| Given problem |
Write out all the rows below again, requests included, and add 65 to each coordinate number in the answer points. Omit the pictures.

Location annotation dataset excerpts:
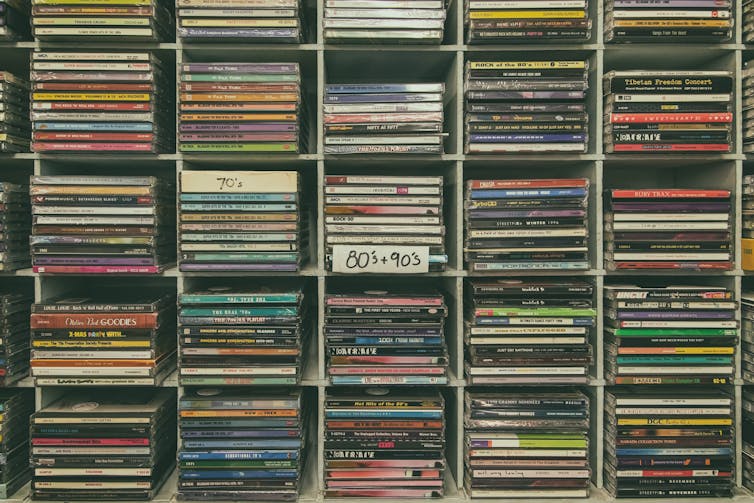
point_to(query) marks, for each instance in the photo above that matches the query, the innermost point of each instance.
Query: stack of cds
(231, 337)
(121, 21)
(384, 118)
(15, 310)
(102, 224)
(241, 107)
(747, 432)
(385, 338)
(261, 21)
(79, 451)
(385, 210)
(747, 337)
(526, 445)
(668, 111)
(528, 21)
(124, 340)
(528, 332)
(382, 443)
(101, 102)
(526, 225)
(14, 20)
(15, 226)
(241, 444)
(670, 335)
(551, 95)
(747, 223)
(672, 21)
(15, 128)
(668, 229)
(16, 406)
(747, 107)
(242, 221)
(377, 21)
(676, 443)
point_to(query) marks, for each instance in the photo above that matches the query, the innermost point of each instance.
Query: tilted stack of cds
(668, 229)
(15, 310)
(382, 443)
(385, 210)
(529, 332)
(527, 21)
(231, 337)
(259, 21)
(101, 102)
(378, 21)
(675, 444)
(242, 444)
(126, 340)
(668, 111)
(747, 432)
(526, 106)
(16, 406)
(521, 445)
(670, 335)
(242, 221)
(747, 337)
(384, 118)
(102, 224)
(14, 20)
(672, 21)
(79, 451)
(241, 107)
(119, 21)
(15, 226)
(15, 128)
(515, 225)
(385, 338)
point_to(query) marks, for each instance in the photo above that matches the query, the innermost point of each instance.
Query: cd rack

| Problem solution |
point_to(query) marks, for each instance in the photo above that matches the query, the innermost point of each instance.
Query: stack of cds
(296, 402)
(186, 86)
(449, 183)
(80, 375)
(167, 289)
(306, 172)
(812, 497)
(450, 403)
(326, 86)
(144, 516)
(450, 275)
(812, 402)
(591, 510)
(733, 176)
(593, 86)
(189, 405)
(593, 397)
(447, 508)
(166, 167)
(591, 290)
(79, 85)
(80, 291)
(306, 509)
(735, 400)
(616, 160)
(812, 288)
(737, 86)
(80, 193)
(733, 294)
(81, 471)
(812, 172)
(307, 286)
(442, 86)
(741, 508)
point_to(query) marks, for each instance in the photo above that matches the query, the innermost point of each instance.
Query: tilted stack of cds
(733, 294)
(80, 375)
(447, 508)
(450, 275)
(594, 397)
(592, 86)
(296, 402)
(324, 86)
(166, 167)
(443, 86)
(740, 509)
(307, 509)
(191, 405)
(733, 176)
(812, 497)
(591, 171)
(81, 471)
(586, 510)
(735, 400)
(307, 286)
(812, 402)
(449, 183)
(167, 289)
(79, 85)
(737, 86)
(144, 516)
(306, 172)
(184, 86)
(80, 291)
(80, 193)
(580, 290)
(450, 403)
point_to(query) marks, for each instance in the photo above that matches the query, the innermost point of each instance.
Query: cd rack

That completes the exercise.